- The request -
Rewrite the records starting with the line that contains "pant and record the pixel coordinates." and continuing through the end, with "blue puffy jacket" changed to "blue down jacket" and everything else kept the same.

- Available records -

--- BEGIN ---

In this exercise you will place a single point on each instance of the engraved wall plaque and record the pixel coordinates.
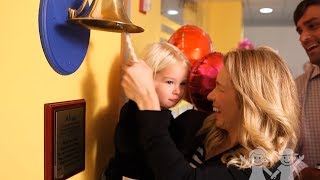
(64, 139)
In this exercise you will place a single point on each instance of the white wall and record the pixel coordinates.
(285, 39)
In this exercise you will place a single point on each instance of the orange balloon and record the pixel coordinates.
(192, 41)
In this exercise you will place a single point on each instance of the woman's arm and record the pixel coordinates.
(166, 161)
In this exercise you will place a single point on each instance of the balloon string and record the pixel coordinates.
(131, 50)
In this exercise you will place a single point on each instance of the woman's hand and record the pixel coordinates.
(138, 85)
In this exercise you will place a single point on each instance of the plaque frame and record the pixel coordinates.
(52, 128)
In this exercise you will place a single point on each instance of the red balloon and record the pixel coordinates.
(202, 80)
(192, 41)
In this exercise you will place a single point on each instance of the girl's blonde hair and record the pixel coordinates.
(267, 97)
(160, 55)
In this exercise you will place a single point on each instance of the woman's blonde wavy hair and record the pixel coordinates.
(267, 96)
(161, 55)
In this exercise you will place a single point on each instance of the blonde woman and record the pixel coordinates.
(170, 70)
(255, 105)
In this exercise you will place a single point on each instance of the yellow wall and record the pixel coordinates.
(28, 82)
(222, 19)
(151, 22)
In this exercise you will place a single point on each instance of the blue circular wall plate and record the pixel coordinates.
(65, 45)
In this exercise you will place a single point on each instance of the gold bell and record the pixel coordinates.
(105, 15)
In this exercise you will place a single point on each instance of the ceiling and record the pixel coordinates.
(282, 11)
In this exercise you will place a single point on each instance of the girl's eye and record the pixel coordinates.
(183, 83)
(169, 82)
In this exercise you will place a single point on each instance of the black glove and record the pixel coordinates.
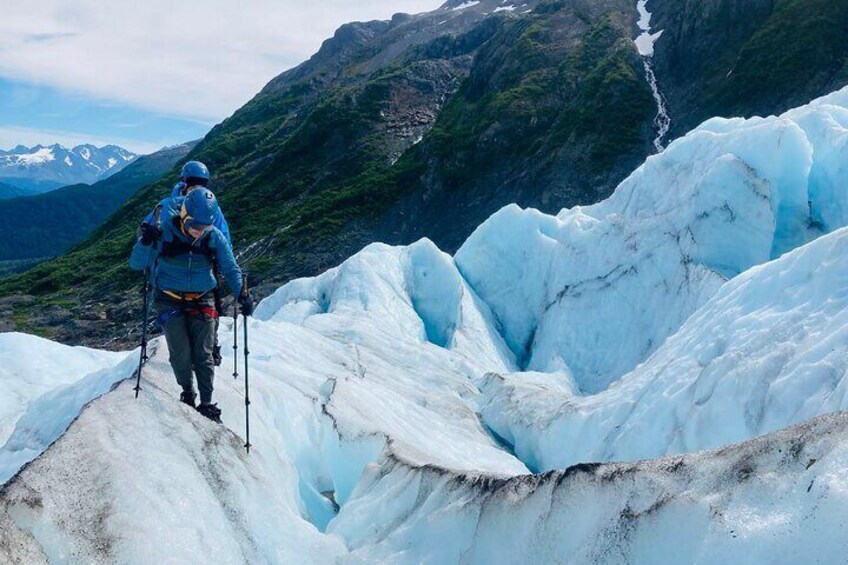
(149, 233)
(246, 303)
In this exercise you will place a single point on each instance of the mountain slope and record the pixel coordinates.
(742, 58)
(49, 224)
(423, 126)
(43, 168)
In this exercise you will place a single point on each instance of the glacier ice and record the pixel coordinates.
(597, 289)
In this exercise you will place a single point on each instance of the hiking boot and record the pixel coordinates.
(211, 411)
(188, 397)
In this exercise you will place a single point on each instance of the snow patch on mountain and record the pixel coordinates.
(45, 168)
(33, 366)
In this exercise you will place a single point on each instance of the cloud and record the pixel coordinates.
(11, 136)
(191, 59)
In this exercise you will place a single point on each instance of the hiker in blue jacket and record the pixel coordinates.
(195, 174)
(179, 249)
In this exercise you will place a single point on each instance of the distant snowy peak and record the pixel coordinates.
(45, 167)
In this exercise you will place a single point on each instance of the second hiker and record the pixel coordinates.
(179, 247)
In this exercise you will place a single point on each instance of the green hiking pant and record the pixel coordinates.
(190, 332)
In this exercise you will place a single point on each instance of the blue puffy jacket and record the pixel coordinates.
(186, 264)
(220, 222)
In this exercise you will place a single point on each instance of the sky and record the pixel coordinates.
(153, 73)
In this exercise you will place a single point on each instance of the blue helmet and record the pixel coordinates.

--- END ---

- Answer to this task -
In this exercise you will place a single point on each instance of the green hiking pant and record the pixel coordinates.
(190, 332)
In this exercise you will place a single point on each instance of the blue down jacket and record the pixel coordinates.
(186, 264)
(220, 222)
In this exercise you will place a single point on each instance of the sky and record the pixel coordinates.
(153, 73)
In this exercise you will place a single point on each instance of the blue helmet and record the pixel coordinates.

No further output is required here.